La situación era intranquilizadora. Los rusos habían conseguido abrir brecha con una pequeña unidad acorazada y se aproximaban a Dniepropetrovsk. Se celebraron reuniones para discutir la forma de ofrecer resistencia, aunque sólo se contaba con unos cuantos fusiles y un cañón sin municiones. Los rusos se situaron a unos veinte kilómetros y comenzaron a describir círculos por la estepa. Cometieron un error típico de las guerras: no aprovecharon la situación. Les habría sido fácil llegar hasta el largo puente sobre el Dniéper y quemarlo —había costado grandes esfuerzos reconstruirlo en madera—, lo que habría cortado durante varios meses el aprovisionamiento invernal del ejército que se encontraba al sudeste de Rostov.

No tengo en absoluto madera de héroe. Y como en los siete días que estuve allí no pude arreglar nada —al contrario, lo único que conseguía con mi presencia era disminuir las provisiones de los ingenieros—, decidí regresar en un tren que pretendía abrirse camino hacia el Oeste a través de las tormentas de nieve. Mi plana mayor me despidió amistosamente y, en mi opinión, con alivio. Durante la noche viajamos a unos diez kilómetros por hora, haciendo paradas continuas para apartar la nieve de la vía antes de proseguir la marcha. Debíamos de haber recorrido un buen trecho hacia el Oeste cuando, al amanecer, el tren llegó a una estación abandonada.

Todo se me antojó extrañamente conocido: cobertizos quemados, nubes de vapor sobre algunos coches cama y vagones comedor, soldados patrullando… Me encontraba de nuevo en Dniepropetrovsk. El tren se había visto obligado a regresar a causa de las tremendas masas de nieve. Afligido, me dirigí al coche comedor de mi plana mayor, donde mis colaboradores me recibieron no sólo con expresión de asombro, sino posiblemente también de irritación. No en balde habían estado celebrando la marcha de su jefe y saqueando las existencias de alcohol hasta altas horas de la madrugada.

Aquel mismo día, 7 de febrero de 1942, debía emprender el vuelo de regreso el avión en el que había llegado Sepp Dietrich. El capitán Nein, que pronto sería el piloto de mi propio avión, se manifestó dispuesto a llevarme en su aparato. Nos costó bastante llegar al campo de aviación. Bajo un cielo limpio y a muchos grados bajo cero, rugía una tormenta que empujaba grandes masas de nieve. Los rusos, bien abrigados, intentaban en vano retirar de la carretera aquella tremenda cantidad de nieve, de varios metros de altura. Cuando llevábamos caminando alrededor de una hora me vi rodeado por algunos de estos rusos, que me hablaban llenos de excitación aunque yo no comprendía ni una sola palabra de lo que decían. Por fin uno de ellos, sin andarse con miramientos, me frotó la cara con nieve. «Congelado», pensé, pues esto sí lo sabía por mis expediciones a la alta montaña. Mi asombro aumentó cuando uno de los rusos sacó de entre sus sucias ropas un pañuelo limpio y bien doblado para secarme la cara.

- [DATOS PROPORCIONADOS]:
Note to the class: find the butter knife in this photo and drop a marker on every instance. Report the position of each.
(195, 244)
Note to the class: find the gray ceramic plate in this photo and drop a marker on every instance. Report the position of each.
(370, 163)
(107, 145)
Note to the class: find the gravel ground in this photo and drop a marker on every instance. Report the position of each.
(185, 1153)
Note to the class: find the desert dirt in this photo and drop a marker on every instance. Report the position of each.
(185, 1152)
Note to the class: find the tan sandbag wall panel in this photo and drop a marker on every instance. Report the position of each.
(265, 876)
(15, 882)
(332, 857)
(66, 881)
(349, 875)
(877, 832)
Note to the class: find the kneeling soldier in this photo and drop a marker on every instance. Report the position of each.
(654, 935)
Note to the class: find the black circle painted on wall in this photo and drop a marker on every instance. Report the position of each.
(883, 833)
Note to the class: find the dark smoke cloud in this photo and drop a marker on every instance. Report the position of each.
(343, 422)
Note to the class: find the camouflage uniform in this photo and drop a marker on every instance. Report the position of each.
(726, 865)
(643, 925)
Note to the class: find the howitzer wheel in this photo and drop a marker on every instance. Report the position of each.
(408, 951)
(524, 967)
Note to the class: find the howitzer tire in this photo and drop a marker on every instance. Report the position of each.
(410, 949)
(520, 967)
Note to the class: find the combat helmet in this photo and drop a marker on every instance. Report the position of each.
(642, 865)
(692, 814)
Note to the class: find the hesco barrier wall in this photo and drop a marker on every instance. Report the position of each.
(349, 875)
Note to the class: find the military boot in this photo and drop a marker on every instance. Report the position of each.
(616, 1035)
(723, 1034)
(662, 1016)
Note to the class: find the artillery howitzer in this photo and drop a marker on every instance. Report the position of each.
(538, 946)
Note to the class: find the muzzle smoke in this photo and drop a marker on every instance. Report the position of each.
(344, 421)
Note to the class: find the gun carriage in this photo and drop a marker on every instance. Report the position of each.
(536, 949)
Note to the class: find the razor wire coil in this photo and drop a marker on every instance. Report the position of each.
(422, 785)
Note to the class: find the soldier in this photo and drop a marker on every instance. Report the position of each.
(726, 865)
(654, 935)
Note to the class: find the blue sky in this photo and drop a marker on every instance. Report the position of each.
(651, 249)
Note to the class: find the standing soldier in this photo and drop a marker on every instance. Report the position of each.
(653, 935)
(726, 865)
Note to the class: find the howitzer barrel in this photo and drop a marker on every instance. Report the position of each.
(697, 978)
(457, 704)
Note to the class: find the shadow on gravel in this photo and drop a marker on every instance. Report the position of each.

- [EJERCICIOS PROPUESTOS]:
(a) ¿En qué fecha debía despegar, según el fragmento seleccionado, el avión en el que había llegado Sepp Dietrich?
(b) Retoma el relato del fragmento seleccionado sobre el regreso desde Dniepropetrovsk y sigue escribiéndolo a partir de su última oración.
Las líneas no intervienen en esto.

- [RESPUESTAS ESPERADAS]:
(a) El 7 de febrero de 1942.

(b)
A las once de la mañana conseguimos despegar, con algunas dificultades, de un campo cubierto de nieve. El objetivo del aparato era la base de la escuadrilla del
Führer
, situada en Rastenburg, en la Prusia Oriental. Aunque yo quería ir a Berlín, como el avión no era mío me di por satisfecho con poder avanzar al menos un buen trecho. Este azar me llevó por primera vez al cuartel general de Hitler en la Prusia Oriental.

Cuando llegué a Rastenburg llamé por teléfono a uno de sus asistentes, pensando que este informaría a Hitler de mi presencia. No lo había vuelto a ver desde comienzos de diciembre y me habría sentido halagado si hubiera querido saludarme. Me llevaron al cuartel general del
Führer
en uno de los automóviles de su columna. Antes de nada, llené mi estómago en el barracón en el que Hitler comía a diario con sus generales, colaboradores políticos y asistentes, aunque aquel día estaba reunido con el doctor Todt, ministro de Armamentos y Munición, y almorzaban en sus dependencias privadas. Mientras tanto, traté con el general Gercke, jefe de Transportes del Ejército de Tierra y comandante en jefe de las Tropas de Ferrocarriles, de las dificultades con que habíamos tropezado en Ucrania.

Después de una cena con gran cantidad de comensales, a la que también asistió Hitler, este y Todt continuaron sus deliberaciones. Todt volvió a altas horas de la noche de una reunión larga y al parecer muy dura con expresión de cansancio. Estuve sentado con él unos minutos mientras se tomaba una copa de vino en silencio, sin dar a conocer el motivo de su descontento. Conversamos un poco, y Todt dijo que regresaba a Berlín a la mañana siguiente y que había una plaza libre en su aparato. No tenía inconveniente en llevarme con él y me alegré de poder evitarme así el largo viaje en tren. Acordamos emprender el vuelo a una hora temprana y el doctor Todt se despidió diciendo que intentaría dormir un poco.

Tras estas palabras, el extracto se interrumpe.